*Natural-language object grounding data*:
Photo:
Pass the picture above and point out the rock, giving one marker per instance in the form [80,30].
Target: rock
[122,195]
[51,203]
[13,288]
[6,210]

--

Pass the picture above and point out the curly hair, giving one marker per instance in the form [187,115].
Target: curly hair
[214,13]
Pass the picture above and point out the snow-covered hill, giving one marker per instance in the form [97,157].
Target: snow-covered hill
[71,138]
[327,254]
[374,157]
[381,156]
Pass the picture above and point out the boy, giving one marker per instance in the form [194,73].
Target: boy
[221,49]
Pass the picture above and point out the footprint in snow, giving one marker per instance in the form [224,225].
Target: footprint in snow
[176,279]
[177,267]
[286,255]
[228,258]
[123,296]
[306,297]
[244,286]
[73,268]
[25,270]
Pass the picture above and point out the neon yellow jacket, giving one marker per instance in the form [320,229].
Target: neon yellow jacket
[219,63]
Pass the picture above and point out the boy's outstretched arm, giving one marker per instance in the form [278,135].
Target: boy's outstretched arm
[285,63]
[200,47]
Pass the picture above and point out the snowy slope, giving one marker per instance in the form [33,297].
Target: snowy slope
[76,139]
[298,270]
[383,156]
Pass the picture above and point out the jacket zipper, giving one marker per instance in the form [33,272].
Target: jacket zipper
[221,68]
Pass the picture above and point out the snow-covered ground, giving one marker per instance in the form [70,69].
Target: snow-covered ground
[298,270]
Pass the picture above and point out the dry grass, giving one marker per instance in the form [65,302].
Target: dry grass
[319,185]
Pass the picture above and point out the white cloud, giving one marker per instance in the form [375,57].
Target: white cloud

...

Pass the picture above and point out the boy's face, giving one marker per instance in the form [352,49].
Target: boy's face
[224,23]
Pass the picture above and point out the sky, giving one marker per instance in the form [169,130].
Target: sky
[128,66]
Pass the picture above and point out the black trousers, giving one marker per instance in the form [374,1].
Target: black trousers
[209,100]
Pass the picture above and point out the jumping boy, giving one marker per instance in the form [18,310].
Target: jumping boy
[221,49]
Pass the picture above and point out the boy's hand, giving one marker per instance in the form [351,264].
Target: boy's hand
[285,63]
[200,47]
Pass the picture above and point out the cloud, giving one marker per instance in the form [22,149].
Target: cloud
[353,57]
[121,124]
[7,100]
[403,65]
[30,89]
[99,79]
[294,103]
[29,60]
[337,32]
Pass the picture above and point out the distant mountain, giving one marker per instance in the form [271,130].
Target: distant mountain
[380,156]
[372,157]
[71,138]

*Action item*: From the records above, copy only the lines starting with the line that holds "Pass the picture above and point out the dry" and going on through the line that holds "Target: white cloud", exactly as written.

*Response to the exercise*:
Pass the picture above and point out the dry grass, giving one marker per instance in the form [65,302].
Target: dry grass
[319,185]
Pass the picture above and point out the white cloud, giving one marker per instance in the form [375,57].
Target: white cloud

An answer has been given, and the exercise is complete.